** BEGIN **
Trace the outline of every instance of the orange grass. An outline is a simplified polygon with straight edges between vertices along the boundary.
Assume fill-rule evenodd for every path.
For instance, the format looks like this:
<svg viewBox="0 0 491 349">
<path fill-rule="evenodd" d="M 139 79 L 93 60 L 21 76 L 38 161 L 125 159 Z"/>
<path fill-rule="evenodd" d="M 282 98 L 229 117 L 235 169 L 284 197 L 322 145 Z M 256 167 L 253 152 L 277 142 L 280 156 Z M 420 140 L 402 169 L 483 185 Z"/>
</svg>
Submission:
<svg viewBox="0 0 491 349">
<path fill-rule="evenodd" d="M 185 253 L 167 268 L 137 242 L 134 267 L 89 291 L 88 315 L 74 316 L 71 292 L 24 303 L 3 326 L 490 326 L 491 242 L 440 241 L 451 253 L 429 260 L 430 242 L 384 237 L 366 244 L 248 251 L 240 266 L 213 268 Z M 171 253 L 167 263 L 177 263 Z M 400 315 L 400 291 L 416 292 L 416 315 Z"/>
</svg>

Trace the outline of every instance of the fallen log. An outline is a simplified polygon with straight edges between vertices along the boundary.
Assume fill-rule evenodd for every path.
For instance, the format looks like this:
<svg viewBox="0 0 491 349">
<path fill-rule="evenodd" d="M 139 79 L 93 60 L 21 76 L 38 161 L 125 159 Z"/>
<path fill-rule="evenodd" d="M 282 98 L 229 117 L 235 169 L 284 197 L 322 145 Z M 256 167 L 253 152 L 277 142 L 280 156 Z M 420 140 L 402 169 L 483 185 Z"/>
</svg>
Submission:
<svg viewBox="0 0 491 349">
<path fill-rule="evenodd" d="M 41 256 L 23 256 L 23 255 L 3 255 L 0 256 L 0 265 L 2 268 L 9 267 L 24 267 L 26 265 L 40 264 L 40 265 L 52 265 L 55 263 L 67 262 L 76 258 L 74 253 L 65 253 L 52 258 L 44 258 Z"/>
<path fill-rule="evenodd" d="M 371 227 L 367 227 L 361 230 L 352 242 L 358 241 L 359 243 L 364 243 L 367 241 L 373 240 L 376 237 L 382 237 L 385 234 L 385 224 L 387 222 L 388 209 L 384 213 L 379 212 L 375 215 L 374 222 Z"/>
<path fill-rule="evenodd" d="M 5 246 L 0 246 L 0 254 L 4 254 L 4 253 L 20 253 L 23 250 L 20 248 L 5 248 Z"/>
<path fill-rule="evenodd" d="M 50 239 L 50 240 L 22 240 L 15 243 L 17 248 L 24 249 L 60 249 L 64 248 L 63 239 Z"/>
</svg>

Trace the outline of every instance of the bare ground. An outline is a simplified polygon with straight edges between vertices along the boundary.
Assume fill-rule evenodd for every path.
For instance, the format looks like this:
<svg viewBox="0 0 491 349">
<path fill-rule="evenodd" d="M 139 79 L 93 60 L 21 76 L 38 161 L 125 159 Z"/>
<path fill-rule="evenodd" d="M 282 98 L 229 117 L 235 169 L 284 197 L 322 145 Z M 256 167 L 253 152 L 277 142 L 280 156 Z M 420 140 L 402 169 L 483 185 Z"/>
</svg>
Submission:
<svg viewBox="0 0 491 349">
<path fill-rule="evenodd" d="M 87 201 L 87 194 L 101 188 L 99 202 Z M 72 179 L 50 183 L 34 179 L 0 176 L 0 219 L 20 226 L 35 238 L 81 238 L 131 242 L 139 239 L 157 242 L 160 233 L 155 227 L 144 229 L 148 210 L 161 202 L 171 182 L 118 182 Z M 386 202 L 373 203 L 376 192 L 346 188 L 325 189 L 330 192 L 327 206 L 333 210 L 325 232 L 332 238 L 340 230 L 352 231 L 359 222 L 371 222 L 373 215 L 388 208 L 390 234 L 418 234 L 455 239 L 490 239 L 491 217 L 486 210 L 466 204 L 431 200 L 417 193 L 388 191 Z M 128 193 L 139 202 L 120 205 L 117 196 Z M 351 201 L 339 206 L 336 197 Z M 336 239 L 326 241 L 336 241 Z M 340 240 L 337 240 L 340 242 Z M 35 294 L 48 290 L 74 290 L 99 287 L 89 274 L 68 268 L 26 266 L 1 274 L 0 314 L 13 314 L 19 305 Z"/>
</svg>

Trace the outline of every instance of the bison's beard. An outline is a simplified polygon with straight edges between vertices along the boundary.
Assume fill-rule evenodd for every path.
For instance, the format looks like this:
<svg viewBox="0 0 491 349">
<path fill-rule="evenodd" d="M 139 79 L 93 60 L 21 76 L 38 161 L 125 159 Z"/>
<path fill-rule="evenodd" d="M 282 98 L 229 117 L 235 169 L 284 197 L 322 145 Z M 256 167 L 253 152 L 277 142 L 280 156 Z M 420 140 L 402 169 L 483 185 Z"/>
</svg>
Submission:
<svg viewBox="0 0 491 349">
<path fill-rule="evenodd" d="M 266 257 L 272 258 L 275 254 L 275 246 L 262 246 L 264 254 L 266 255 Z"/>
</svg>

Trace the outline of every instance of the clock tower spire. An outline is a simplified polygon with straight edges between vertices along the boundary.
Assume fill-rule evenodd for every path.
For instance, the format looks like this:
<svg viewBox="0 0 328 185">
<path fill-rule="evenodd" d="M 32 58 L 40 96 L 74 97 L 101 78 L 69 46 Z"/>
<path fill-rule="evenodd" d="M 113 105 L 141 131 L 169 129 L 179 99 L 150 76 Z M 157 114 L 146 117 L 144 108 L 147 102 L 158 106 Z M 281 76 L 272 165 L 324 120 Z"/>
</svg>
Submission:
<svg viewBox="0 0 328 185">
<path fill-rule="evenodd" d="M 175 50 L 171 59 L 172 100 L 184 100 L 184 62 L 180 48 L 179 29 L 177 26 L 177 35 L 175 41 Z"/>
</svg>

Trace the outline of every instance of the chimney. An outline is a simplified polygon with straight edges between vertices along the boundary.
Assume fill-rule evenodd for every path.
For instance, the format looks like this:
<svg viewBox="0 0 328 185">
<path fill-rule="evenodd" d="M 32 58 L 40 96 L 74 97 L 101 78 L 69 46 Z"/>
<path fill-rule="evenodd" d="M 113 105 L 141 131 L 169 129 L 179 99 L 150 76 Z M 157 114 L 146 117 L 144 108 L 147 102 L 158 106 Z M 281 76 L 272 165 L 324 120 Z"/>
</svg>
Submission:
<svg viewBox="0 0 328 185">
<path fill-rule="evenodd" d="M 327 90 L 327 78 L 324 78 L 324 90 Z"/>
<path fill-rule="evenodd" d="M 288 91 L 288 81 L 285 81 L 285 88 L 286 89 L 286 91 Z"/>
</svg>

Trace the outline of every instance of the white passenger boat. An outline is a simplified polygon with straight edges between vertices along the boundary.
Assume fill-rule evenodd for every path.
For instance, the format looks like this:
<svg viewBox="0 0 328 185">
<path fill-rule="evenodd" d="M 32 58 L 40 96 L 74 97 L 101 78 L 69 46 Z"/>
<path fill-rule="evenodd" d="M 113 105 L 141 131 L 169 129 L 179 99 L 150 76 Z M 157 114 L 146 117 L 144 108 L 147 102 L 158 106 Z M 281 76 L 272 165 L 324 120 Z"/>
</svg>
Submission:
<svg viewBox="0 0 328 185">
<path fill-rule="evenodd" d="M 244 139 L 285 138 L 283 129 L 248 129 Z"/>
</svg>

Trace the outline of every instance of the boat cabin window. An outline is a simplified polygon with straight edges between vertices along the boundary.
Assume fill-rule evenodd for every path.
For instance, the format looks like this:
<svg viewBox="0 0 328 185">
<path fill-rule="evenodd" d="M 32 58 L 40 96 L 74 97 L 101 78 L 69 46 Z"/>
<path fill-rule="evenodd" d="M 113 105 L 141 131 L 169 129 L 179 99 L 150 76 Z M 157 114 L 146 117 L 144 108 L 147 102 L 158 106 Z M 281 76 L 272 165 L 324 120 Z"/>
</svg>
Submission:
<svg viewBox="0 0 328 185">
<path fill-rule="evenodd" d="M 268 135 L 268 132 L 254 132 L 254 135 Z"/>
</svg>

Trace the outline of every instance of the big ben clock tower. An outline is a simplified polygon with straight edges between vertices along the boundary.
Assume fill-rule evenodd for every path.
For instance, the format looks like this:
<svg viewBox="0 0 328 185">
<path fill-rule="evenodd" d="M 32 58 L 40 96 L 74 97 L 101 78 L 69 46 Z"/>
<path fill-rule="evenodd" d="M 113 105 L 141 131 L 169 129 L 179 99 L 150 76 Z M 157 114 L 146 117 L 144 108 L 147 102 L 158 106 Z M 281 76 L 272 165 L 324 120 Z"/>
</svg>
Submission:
** END **
**What this task involves:** Rewrite the records from the line containing "Trace the outline of every instance of the big" through the end of the records, replacing "straight edges" with "line segments" and leaving everything else as it is.

**Response to the task:**
Trace the outline of every instance of the big ben clock tower. An outline is a simplified polygon with line segments between vertices along the boundary.
Assume fill-rule evenodd for every path.
For instance, the format looks like this:
<svg viewBox="0 0 328 185">
<path fill-rule="evenodd" d="M 32 58 L 40 96 L 74 97 L 101 78 L 69 46 Z"/>
<path fill-rule="evenodd" d="M 113 105 L 141 131 L 169 129 L 179 99 L 150 76 Z M 157 114 L 146 117 L 144 108 L 147 102 L 158 106 Z M 281 76 L 272 165 L 324 120 Z"/>
</svg>
Submission:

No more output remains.